Texte de travail ▸
"""

Départ en soirée. Un dernier au revoir à la famille avant ce périple d’une semaine. Plus je voyage, plus je me rends compte qu’il est difficile de laisser derrière le confort routinier de la maison. Passer du temps en famille, répondre confortablement aux courriels assis à mon bureau, retoucher les images des derniers mois. Une routine agréable s’installe, mais il y a toujours cette petite pensée qui m’appelle à retourner en nature.
Direction cette fois-ci : la Côte Nord. But de l’aventure : photographier la faune. Je ne pars pas très longtemps pour une si grande région. Mes destinations sont ciblées pour favoriser les rencontres, mais au final je ne sais pas vraiment ce que je vais rencontrer ni la manière dont je vais le faire.
Je quitte donc mon nid familial pour une longue route. J’ai décidé de passer la journée à la maison et de quitter en soirée pour éviter d’être sur la route en même temps que les centaines de touristes. On peut se le dire : voyager sur la route durant les semaines de la construction est une réelle douleur. Ceci dit, certaines espèces ne sont actives qu’à ce moment de l’année alors il faut faire avec. Je n’ai pas l’habitude de beaucoup photographier durant la saison estivale. Je préfère de loin les saisons plus froides du printemps et de l’automne. Les couleurs, la température, l’afflux minime de touristes, l’absence d’insectes piqueurs, toutes des qualités qui font que je reste tranquille durant l’été habituellement. Mais comme je le mentionne, certaines opportunités s’offrent à moi et je dois en profiter.

"""

Contenu des données ▸
"""

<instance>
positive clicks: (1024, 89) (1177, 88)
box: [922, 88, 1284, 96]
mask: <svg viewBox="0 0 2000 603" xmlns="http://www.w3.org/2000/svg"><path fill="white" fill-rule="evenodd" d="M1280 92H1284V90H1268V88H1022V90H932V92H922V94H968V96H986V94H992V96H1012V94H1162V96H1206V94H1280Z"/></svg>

"""

Objectif de la tâche ▸ Poursuivez le récit du départ pour la Côte Nord à partir de sa dernière phrase. Le matériel qui précède n’est pas nécessaire.

Réponse attendue ▸
La route pour monter se passe bien. Beaucoup de construction sur le trajet mais être le soir fait en sorte que l’attente est moindre. J’arrête souper à La Malbaie au belvédère avec une vue sur le village. Le temps est frais, 14 degrés au compteur. La traverse de Baie-Ste-Catherine / Tadoussac se fait facilement, il n’y a que quelques voitures et camions et j’arrive 5 minutes avant l’embarquement. J’ai fait l’erreur l’année dernière de prendre la traverse en fin d’après-midi… J’ai attendu 2h15 avant de pouvoir enfin embarquer sur le bateau. On apprend de ses erreurs.
Je continue la route jusqu’à quelques dizaines de kilomètres avant Baie Comeau. Il est maintenant minuit, le sommeil m’appelle. Je me stationne dans une halte routière, le déplie la tente de toit de Vert l’Aventure et hop, quelques heures de sommeil.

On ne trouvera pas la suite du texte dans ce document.